(Exercise directions)
Transcribe the following entries word for word. End with the line where "negative clicks: (349, 165) (411, 220)" appears.

[Data excerpts]
+ + +
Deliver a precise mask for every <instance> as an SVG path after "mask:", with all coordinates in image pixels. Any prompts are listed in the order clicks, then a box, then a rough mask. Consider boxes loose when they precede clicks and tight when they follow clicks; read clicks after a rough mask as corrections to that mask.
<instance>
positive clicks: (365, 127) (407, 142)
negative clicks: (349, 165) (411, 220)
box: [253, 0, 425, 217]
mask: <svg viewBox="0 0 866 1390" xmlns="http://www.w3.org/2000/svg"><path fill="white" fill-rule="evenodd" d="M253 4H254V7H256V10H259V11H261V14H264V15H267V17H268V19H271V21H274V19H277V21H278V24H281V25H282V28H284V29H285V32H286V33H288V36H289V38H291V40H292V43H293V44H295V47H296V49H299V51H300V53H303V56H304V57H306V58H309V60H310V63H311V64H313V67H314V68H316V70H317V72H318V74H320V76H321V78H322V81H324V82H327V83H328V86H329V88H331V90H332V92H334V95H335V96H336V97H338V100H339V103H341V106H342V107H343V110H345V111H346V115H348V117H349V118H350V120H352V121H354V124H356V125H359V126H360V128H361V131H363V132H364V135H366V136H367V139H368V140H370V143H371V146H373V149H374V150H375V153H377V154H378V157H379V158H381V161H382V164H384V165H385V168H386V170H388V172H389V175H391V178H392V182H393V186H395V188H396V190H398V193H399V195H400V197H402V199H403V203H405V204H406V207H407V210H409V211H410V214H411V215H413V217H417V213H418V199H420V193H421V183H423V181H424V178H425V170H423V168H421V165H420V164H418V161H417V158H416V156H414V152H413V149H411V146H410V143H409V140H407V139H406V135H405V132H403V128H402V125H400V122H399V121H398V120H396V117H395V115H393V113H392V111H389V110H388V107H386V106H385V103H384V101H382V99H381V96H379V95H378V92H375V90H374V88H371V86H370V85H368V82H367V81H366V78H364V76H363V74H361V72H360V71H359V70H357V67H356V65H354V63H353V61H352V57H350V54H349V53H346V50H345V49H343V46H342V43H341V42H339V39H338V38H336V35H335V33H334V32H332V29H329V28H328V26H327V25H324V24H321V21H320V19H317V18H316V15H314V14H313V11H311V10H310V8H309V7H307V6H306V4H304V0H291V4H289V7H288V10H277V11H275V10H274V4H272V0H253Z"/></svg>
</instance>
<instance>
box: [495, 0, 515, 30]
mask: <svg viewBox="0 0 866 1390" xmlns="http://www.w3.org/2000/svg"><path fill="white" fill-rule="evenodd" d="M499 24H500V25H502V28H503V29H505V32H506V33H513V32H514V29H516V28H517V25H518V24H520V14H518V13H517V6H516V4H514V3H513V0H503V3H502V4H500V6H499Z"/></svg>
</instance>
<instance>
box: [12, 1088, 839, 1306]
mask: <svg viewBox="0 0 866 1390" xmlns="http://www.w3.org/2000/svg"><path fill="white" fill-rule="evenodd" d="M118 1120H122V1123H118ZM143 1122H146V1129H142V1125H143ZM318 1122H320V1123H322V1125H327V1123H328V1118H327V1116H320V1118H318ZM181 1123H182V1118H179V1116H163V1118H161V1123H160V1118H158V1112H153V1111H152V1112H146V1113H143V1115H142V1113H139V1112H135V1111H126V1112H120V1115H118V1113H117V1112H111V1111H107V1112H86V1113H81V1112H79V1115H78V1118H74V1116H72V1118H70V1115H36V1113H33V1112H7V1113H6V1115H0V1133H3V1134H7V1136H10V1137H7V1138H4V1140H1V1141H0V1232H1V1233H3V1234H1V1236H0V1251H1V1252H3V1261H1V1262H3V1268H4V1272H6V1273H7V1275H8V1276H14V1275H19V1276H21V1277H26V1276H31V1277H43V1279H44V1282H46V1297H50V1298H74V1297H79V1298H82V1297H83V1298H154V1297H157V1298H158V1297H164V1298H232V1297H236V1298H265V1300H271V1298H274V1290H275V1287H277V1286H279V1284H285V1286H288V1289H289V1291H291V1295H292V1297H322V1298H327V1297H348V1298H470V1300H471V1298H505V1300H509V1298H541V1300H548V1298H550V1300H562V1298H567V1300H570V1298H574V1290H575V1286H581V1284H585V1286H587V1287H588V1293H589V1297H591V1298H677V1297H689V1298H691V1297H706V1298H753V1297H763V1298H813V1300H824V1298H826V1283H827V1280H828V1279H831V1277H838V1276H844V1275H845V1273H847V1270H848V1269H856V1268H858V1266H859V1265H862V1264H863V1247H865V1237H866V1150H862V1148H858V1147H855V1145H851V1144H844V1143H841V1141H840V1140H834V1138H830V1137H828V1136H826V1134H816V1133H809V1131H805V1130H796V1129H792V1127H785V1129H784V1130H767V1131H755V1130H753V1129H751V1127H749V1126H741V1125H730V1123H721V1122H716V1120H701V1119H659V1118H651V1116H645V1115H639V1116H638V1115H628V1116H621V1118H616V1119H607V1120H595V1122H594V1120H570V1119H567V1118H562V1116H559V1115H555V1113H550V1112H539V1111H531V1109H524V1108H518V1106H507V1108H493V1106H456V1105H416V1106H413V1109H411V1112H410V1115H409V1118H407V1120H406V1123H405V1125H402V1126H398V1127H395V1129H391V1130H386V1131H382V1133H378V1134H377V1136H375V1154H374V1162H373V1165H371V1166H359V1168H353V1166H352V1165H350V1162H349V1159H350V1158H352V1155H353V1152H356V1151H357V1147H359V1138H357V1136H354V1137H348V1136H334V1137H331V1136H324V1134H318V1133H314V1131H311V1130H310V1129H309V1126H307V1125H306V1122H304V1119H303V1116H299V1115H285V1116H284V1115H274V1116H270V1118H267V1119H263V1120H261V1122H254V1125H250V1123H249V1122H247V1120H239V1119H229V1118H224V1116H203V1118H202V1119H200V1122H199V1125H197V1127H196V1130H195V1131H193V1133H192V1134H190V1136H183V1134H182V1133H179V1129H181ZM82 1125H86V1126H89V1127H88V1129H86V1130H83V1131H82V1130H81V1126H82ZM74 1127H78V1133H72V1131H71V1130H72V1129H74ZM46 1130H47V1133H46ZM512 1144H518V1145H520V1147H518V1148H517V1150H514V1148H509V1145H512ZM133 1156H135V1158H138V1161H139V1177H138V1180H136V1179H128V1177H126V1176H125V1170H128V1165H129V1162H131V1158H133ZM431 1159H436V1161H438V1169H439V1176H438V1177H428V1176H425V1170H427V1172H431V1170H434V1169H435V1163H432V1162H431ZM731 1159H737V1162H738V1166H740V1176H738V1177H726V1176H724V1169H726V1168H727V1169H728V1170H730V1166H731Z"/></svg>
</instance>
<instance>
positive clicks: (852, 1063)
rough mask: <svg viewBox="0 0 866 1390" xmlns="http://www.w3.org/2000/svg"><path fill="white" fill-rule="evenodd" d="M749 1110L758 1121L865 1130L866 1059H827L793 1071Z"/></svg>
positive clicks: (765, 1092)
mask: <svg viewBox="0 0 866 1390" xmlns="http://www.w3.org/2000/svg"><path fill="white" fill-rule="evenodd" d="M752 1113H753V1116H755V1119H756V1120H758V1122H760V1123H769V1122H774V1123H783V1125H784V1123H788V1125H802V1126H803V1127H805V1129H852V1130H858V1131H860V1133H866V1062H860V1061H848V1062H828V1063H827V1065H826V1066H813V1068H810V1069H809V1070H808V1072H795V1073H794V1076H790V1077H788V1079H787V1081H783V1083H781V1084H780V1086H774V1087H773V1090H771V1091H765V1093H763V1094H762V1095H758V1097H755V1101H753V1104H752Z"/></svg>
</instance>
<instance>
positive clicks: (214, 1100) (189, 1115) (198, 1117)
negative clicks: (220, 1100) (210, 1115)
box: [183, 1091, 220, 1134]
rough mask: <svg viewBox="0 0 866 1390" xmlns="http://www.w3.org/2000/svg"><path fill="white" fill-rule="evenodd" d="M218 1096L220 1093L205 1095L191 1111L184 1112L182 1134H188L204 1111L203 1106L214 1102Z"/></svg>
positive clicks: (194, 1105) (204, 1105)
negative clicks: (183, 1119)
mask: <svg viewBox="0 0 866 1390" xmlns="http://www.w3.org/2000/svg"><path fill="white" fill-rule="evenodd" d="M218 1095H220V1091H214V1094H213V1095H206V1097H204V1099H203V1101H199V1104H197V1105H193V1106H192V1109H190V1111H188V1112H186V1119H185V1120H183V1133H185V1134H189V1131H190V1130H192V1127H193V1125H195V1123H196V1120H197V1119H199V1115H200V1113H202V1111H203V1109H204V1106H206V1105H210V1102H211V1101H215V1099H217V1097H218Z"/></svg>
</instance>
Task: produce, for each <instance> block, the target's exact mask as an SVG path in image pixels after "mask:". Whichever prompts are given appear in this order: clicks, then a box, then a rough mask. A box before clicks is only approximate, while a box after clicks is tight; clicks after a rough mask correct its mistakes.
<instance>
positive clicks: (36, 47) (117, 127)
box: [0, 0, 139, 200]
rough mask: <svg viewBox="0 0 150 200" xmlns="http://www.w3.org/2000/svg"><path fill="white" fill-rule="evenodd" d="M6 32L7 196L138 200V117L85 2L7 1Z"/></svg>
+ + +
(Result)
Deliver a precise mask for every <instance> as an SVG path after "mask:", with all coordinates in image pixels. Any prompts are listed in the order clicks, then a box, then a rough mask. Consider boxes loose when they precede clicks and tight when they follow clicks; read clicks after a rough mask as corrections to that mask.
<instance>
positive clicks: (365, 127) (407, 142)
negative clicks: (349, 165) (411, 220)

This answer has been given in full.